What you need to do | Return each entry word for word. Leave the images out.
Segment Open
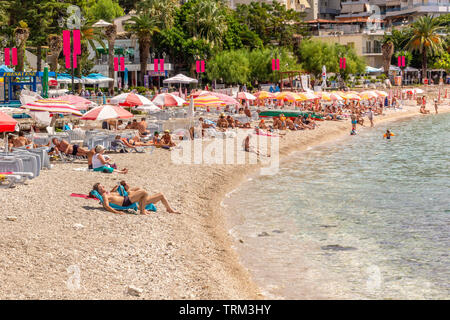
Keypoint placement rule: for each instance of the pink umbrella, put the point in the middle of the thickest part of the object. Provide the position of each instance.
(79, 102)
(245, 96)
(130, 99)
(106, 112)
(225, 98)
(168, 100)
(7, 123)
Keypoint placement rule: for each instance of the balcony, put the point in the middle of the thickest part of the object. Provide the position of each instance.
(372, 51)
(428, 7)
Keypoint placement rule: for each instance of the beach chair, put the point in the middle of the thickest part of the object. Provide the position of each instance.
(8, 179)
(15, 167)
(134, 207)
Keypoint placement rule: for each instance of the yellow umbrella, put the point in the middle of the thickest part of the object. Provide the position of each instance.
(367, 95)
(381, 93)
(208, 101)
(264, 95)
(287, 96)
(307, 96)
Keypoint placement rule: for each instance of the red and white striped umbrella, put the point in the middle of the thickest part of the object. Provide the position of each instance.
(106, 112)
(168, 100)
(225, 98)
(7, 123)
(52, 106)
(79, 102)
(130, 99)
(245, 96)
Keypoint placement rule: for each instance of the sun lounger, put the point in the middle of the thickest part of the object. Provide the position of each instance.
(15, 166)
(8, 179)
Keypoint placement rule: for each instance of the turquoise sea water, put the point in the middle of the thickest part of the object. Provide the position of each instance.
(358, 218)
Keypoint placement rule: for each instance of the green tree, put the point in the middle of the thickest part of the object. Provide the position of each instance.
(207, 21)
(106, 10)
(229, 67)
(314, 54)
(272, 22)
(426, 39)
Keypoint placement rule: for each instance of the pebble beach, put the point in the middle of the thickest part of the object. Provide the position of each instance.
(54, 246)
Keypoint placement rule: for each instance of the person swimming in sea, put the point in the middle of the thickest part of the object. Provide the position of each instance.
(388, 135)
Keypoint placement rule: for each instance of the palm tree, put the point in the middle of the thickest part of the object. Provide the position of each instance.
(143, 27)
(208, 22)
(154, 15)
(388, 50)
(425, 39)
(21, 34)
(111, 33)
(55, 44)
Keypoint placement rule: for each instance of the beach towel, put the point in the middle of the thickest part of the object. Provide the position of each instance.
(149, 207)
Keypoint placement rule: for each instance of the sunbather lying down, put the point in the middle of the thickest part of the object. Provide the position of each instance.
(135, 195)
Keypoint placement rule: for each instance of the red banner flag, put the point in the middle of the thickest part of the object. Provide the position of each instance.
(116, 64)
(122, 63)
(66, 43)
(14, 56)
(7, 57)
(76, 42)
(68, 64)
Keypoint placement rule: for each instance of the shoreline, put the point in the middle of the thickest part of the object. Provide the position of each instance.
(190, 256)
(338, 133)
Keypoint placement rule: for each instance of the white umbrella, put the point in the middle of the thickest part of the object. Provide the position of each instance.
(245, 96)
(180, 78)
(149, 108)
(131, 99)
(106, 112)
(190, 113)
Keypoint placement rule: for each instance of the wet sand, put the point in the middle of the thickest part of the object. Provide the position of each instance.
(71, 248)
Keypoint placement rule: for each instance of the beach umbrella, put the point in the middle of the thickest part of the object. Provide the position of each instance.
(245, 96)
(329, 96)
(96, 78)
(225, 98)
(52, 106)
(208, 101)
(367, 95)
(148, 108)
(307, 96)
(130, 100)
(381, 93)
(7, 123)
(190, 112)
(197, 93)
(79, 102)
(106, 112)
(262, 95)
(168, 100)
(351, 96)
(287, 96)
(180, 78)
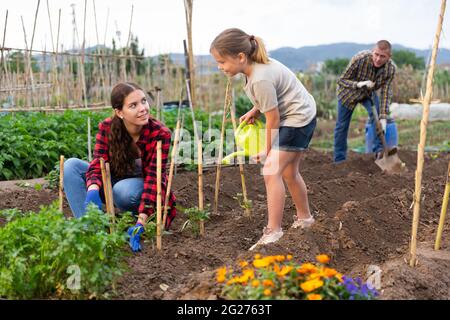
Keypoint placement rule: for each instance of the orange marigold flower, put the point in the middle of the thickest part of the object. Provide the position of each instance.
(329, 272)
(255, 283)
(323, 258)
(311, 285)
(284, 271)
(307, 268)
(261, 263)
(313, 296)
(268, 283)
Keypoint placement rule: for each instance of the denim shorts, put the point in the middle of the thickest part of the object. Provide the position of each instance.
(293, 138)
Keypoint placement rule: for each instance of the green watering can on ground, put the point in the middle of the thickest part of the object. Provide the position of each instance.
(250, 138)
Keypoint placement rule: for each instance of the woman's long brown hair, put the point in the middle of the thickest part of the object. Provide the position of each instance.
(123, 152)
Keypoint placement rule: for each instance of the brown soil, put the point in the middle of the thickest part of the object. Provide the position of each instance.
(363, 218)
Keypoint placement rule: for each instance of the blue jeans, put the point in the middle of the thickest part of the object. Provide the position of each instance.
(126, 192)
(344, 117)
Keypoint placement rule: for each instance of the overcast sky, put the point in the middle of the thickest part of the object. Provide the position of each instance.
(161, 28)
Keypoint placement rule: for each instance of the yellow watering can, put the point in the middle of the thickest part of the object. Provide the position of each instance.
(250, 138)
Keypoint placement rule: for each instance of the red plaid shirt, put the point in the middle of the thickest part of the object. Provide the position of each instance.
(150, 135)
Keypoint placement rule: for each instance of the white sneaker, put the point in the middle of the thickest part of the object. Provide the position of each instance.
(269, 236)
(302, 223)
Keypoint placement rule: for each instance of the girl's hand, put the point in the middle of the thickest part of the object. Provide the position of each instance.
(250, 116)
(260, 157)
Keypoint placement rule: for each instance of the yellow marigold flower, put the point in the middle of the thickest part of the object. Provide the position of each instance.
(317, 275)
(313, 296)
(261, 263)
(307, 268)
(233, 280)
(329, 272)
(284, 271)
(268, 283)
(323, 258)
(276, 267)
(311, 285)
(220, 278)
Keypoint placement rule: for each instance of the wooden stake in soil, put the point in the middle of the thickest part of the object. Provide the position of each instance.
(61, 182)
(158, 194)
(222, 137)
(423, 137)
(241, 166)
(437, 245)
(172, 165)
(107, 190)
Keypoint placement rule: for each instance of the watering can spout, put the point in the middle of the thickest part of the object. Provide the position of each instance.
(250, 139)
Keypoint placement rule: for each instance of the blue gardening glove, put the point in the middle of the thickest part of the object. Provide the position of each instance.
(135, 236)
(94, 197)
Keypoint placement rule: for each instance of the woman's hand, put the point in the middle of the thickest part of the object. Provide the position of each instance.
(250, 116)
(260, 157)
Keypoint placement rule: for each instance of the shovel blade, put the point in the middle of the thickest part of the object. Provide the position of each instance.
(390, 163)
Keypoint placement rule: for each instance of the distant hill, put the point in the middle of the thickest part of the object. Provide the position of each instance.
(298, 59)
(301, 58)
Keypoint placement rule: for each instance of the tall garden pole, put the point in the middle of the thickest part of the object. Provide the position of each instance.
(423, 136)
(220, 156)
(3, 58)
(158, 194)
(241, 166)
(437, 244)
(188, 6)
Segment Closed
Exercise response |
Keypoint placement rule: for each instance of the pink umbrella, put the point in the middle of the thickest part of the object. Provide the position of each instance.
(79, 102)
(245, 96)
(130, 99)
(106, 112)
(225, 98)
(168, 100)
(7, 123)
Keypoint placement rule: for each instance of the balcony, put the point in the middle of the thickest part of the object. Provide the position of each instance.
(372, 51)
(428, 7)
Keypoint placement rule: for each instance of the beach chair, put the point in the middle of the thickest part of the object. Provide the position of each instance.
(8, 179)
(15, 167)
(134, 207)
Keypoint placement rule: for each instance of the yellow umbrella, put the point in the middle of the thickest part of the object. Provide the position of each instance.
(367, 95)
(381, 93)
(208, 101)
(264, 95)
(287, 96)
(307, 96)
Keypoint placement rule: for each instance of the red and white striped umbrella, put the point in the middle of the thickest part of the object. Provide the position of each instance.
(106, 112)
(168, 100)
(225, 98)
(7, 123)
(52, 106)
(79, 102)
(130, 99)
(245, 96)
Keypoint placement rule: for each instance of the sun lounger, put the point in the middle of the thickest part of the object. Provide the position of each instance.
(15, 166)
(8, 179)
Keypoint placement rule: for each instance of the turquoise sea water, put the point in the middle of the thickest part of the object. Provide the position of each instance.
(358, 218)
Keypoint placement rule: for each instance of the green tree, put the point in the middle of the thickest part of the object. Provide the position of each instance.
(207, 21)
(106, 10)
(229, 67)
(314, 54)
(272, 22)
(426, 39)
Keypoint placement rule: for each instance of the pebble beach, put the point in the middle of the thickest part of the object. Provide the position of each instance.
(54, 246)
Keypoint placement rule: for each instance of the person swimming in sea, put the point in the middle of the thickest part of the object. Provide the position of each instance.
(388, 135)
Keypoint placement rule: for each instance of the palm tree, put the point in the middle of the thickest part of the object. Provide the position of each instance.
(143, 27)
(208, 22)
(154, 15)
(388, 50)
(425, 39)
(21, 34)
(111, 33)
(55, 44)
Keypoint placement rule: for each instance of the beach towel, put the point in the middle of the thickest part of the object. Provide the position of each instance.
(149, 207)
Keypoint placement rule: for each instance of the sunbather lying down, put the point in the middle of the thickest part of the object. Provide the position of each instance.
(135, 195)
Keypoint placement rule: for each instance of the red banner flag, put the point in the middle of the thickest part of the object. Provide the position of each instance.
(116, 64)
(122, 63)
(66, 43)
(14, 56)
(7, 57)
(76, 42)
(68, 64)
Keypoint placement rule: for each instance of the shoreline, put the point in the middle of the thickest part of the object. Provide the position of each instance.
(190, 256)
(338, 133)
Keypoint placement rule: for each instance of the white umbrella, put the point in the middle of the thickest part of the object. Provide the position of each instance.
(245, 96)
(180, 78)
(149, 108)
(131, 99)
(106, 112)
(190, 113)
Keypoint placement rule: for each instance of the wet sand, put the point in the middle of the thickest part of the object. Provide the position of each instance.
(71, 248)
Keypoint placement rule: for each instance of the beach umbrella, put the point in the middle of the thickest part of the object. Provide the position of each instance.
(245, 96)
(329, 96)
(96, 78)
(225, 98)
(52, 106)
(208, 101)
(367, 95)
(148, 108)
(307, 96)
(130, 100)
(381, 93)
(7, 123)
(190, 112)
(197, 93)
(79, 102)
(106, 112)
(262, 95)
(168, 100)
(351, 96)
(287, 96)
(180, 78)
Keypoint placement rule: for each instance of the orange marigold flower, put the point in the middle of the thickest part of the object. Provide the position of each instance.
(329, 272)
(255, 283)
(323, 258)
(311, 285)
(284, 271)
(307, 268)
(261, 263)
(313, 296)
(268, 283)
Keypoint placement rule: for each instance of the denim shorts, put the point in the middle of the thickest part of the object. Provide the position of each instance.
(293, 138)
Keypoint placement rule: for each instance of the green watering can on ground, put the point in the middle of the thickest part of the object. Provide the position of each instance.
(250, 138)
Keypoint placement rule: for each instance of the woman's long brown hair, put the point in the middle of the thickest part of the object. Provide the position of each instance.
(123, 152)
Keypoint placement rule: for each instance of the brown soil, put the point in the middle of the thickest part of the object. Provide the position of each instance.
(363, 218)
Keypoint placement rule: for each instance of the blue jeans, put the point in the middle of the thickest part of the object. Provide the position of each instance.
(126, 192)
(344, 117)
Keypoint placement rule: for each instance of the overcast sky, put the point in the middle of the thickest part of the object. Provide the position of each instance.
(161, 28)
Keypoint placement rule: for each instance of the yellow watering can, put the point in the middle of the thickest part of the object. Provide the position of each instance.
(250, 138)
Keypoint placement rule: for each instance of the red plaid shirt, put the point in the middle of the thickest part of the object. Provide the position of each instance.
(150, 135)
Keypoint placement rule: for each instance of the white sneaker, put the point in the middle of the thickest part of the object. Provide the position of each instance.
(269, 236)
(302, 223)
Keypoint placement rule: for each instance of the girl's hand, put the point in the middle of the thickest part of the object. Provide the position of each instance.
(250, 116)
(260, 157)
Keypoint placement rule: for each instance of the yellow marigold flower, put the point in the middle of the thickest part of the object. Provide the position of each instance.
(317, 275)
(313, 296)
(261, 263)
(307, 268)
(233, 280)
(329, 272)
(284, 271)
(268, 283)
(323, 258)
(276, 267)
(311, 285)
(220, 278)
Keypoint placement rule: for each instance of the wooden stake in soil, put the point in the middle of the thickest part of the object. Provide the position of each instance.
(61, 182)
(158, 194)
(222, 137)
(423, 137)
(241, 166)
(437, 245)
(172, 165)
(107, 190)
Keypoint placement rule: for each instance of the watering can spout, put the point in the middle of the thickest part of the object. Provide the position of each instance.
(250, 139)
Keypoint placement rule: for each instance of the blue gardening glove, put the point in the middle of the thickest part of the object. Provide the position of each instance.
(135, 236)
(94, 197)
Keypoint placement rule: for each instance of the woman's hand, put the point in the middle of the thickest part of the object. Provide the position of each instance.
(250, 116)
(260, 157)
Keypoint placement rule: for each instance of the shovel blade, put the point in the middle of the thickest part of the object. Provide the position of each instance.
(390, 163)
Keypoint placement rule: for each instance of the distant hill, put the point in the middle of the thickest part of the object. Provide the position of each instance.
(298, 59)
(301, 58)
Keypoint placement rule: for each instance of the tall garden pole, put the point in the middle of the thickest part of the object. Provide the position of each instance.
(423, 136)
(220, 156)
(3, 58)
(158, 194)
(241, 166)
(437, 244)
(188, 6)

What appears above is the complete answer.